Directives:
1. Revise the passage on Maryland's budget from "You'd be laughed" up to and including "around the state.", putting "gaming terminals" in place of "slot machines".
2. Carry on the passage on Maryland's budget, picking up after its last sentence.

What Washington Can Learn from Maryland

Imagine the same politician saying: "Not one of us wants to pay more in taxes. But you know what we want even less? What we want even less is to leave our country to our kids in a worsened condition."

The place in question is clearly not Washington, D.C. Facing a $1.7 billion budget deficit, Gov. Martin O'Malley -- who offered the above observations in an interview -- led the Maryland Legislature this week to approve $1.4 billion in taxes and $550 million in spending cuts. It's been a long time since we've seen that kind of balance from the federal government.

You'd be laughed out of the state if you ever claimed that Annapolis, the capital, was home to model behavior, political purity or Solomonic wisdom.

Worse, long-term fiscal balance depends, in part, on $700 million in revenue that would pour in if voters approve a referendum next year placing 15,000 slot machines around the state.

Data supplied:
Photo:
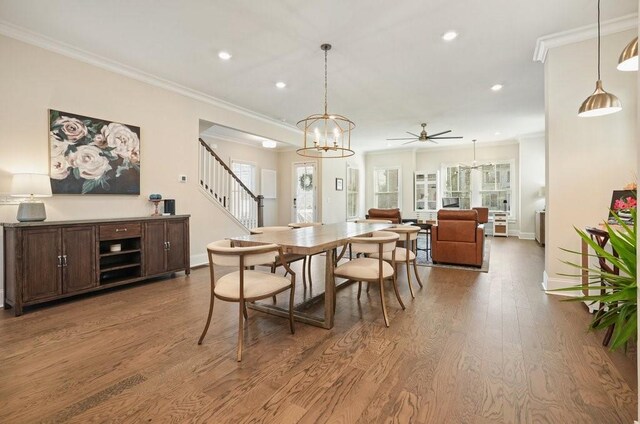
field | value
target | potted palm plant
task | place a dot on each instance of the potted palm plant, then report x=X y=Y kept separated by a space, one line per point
x=619 y=298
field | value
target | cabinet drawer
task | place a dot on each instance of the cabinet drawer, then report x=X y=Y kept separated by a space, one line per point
x=120 y=231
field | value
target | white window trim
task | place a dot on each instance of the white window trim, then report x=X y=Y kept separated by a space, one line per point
x=378 y=168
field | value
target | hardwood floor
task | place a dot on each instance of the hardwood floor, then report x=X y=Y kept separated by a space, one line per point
x=471 y=348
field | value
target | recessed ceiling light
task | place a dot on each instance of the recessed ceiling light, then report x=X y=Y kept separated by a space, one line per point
x=449 y=35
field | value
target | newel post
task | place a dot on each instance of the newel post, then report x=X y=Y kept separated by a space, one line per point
x=260 y=210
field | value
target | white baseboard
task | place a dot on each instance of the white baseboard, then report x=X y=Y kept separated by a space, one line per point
x=200 y=259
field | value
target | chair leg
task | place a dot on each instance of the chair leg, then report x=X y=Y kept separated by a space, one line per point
x=407 y=265
x=395 y=288
x=384 y=306
x=206 y=327
x=291 y=298
x=240 y=331
x=415 y=269
x=304 y=275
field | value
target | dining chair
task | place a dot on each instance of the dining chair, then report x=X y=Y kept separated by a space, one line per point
x=372 y=270
x=245 y=285
x=409 y=236
x=307 y=262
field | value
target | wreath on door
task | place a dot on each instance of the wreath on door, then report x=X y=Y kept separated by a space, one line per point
x=306 y=181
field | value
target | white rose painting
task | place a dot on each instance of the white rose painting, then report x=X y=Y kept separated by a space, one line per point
x=93 y=156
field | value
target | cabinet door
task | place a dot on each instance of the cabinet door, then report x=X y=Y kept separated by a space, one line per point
x=176 y=254
x=154 y=248
x=79 y=258
x=41 y=269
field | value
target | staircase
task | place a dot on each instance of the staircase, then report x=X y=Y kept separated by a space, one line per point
x=224 y=187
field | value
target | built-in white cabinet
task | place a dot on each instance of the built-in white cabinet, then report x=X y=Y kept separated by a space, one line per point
x=426 y=188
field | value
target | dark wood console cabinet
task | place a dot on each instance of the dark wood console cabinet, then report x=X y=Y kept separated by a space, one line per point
x=45 y=261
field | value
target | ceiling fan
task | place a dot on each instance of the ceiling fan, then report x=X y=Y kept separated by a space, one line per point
x=475 y=165
x=424 y=136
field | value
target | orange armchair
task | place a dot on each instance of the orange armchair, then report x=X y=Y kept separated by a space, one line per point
x=457 y=238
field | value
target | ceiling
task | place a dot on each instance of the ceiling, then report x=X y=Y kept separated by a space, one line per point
x=389 y=69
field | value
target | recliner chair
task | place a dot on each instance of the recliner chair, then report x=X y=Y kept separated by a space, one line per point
x=457 y=238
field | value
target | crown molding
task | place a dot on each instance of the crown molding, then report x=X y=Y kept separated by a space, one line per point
x=22 y=34
x=612 y=26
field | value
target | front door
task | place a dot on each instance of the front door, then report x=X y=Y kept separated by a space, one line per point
x=304 y=192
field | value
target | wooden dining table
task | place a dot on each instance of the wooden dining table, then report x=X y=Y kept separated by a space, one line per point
x=311 y=241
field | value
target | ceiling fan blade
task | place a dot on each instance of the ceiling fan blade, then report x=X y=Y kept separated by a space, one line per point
x=437 y=134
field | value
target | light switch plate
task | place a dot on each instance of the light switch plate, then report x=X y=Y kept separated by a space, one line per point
x=6 y=199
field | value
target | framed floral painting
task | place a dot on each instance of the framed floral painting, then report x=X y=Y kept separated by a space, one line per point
x=93 y=156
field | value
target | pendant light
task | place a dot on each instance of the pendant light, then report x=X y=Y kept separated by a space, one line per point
x=325 y=135
x=600 y=102
x=629 y=57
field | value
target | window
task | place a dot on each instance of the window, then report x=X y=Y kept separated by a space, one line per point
x=489 y=186
x=457 y=187
x=495 y=188
x=386 y=187
x=353 y=189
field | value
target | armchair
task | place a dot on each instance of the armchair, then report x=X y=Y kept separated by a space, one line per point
x=457 y=238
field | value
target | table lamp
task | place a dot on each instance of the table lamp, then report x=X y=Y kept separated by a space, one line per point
x=31 y=186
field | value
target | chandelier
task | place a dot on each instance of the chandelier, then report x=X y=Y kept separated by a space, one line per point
x=326 y=135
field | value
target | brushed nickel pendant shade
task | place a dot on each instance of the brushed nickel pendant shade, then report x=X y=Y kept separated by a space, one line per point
x=600 y=102
x=629 y=57
x=326 y=135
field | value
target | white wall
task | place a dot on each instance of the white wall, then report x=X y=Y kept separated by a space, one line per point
x=32 y=80
x=587 y=158
x=261 y=157
x=532 y=180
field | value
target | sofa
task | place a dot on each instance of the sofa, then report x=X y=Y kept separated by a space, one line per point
x=392 y=215
x=457 y=238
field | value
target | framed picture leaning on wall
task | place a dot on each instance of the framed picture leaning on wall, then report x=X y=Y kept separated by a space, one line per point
x=93 y=156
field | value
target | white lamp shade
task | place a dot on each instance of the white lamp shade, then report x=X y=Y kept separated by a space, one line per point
x=26 y=185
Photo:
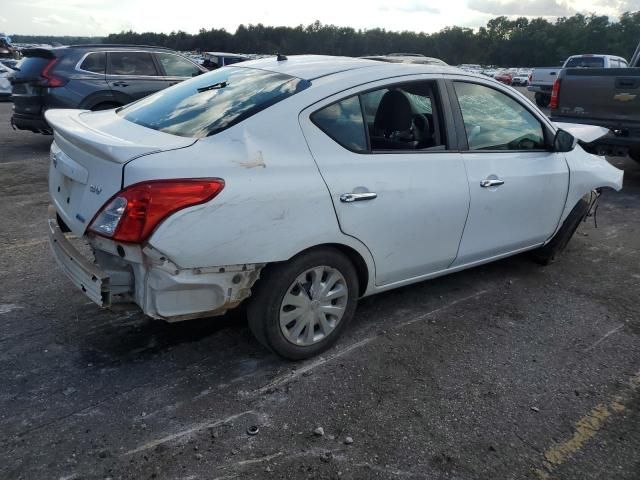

Task answers:
1.
You'd be laughed out of the state if you ever claimed that Annapolis, the capital, was home to model behavior, political purity or Solomonic wisdom.

Worse, long-term fiscal balance depends, in part, on $700 million in revenue that would pour in if voters approve a referendum next year placing 15,000 gaming terminals around the state.

2.
But there's a larger problem with the habit among Democrats in many states to pay for programs with one form of gambling or another. It shows they lack faith in their capacity to make the case for what government does. Politicians thus resort to gimmicks rather than face the full cost of services voters contend they want.


Nonetheless, the sound you are hearing not only in Maryland but in state capitals across the nation is the crashing and crumbling of ideology, specifically a right-wing ideology that demonizes taxes and government while preaching that the public interest depends upon solicitude toward the comfortable and the privileged.


In sorting out his state's budget mess, O'Malley turned for advice to Sebelius and former Virginia Gov. Mark Warner, a Democrat who once persuaded a Republican Legislature to raise taxes.


This sounds like textbook stuff, but that's the point: Liberals and moderates aren't proposing exotic programs cooked up in social science laboratories far removed from real life. They're simply suggesting that government sometimes has to do more to deal with basic problems.


By E.J. Dionne, Jr.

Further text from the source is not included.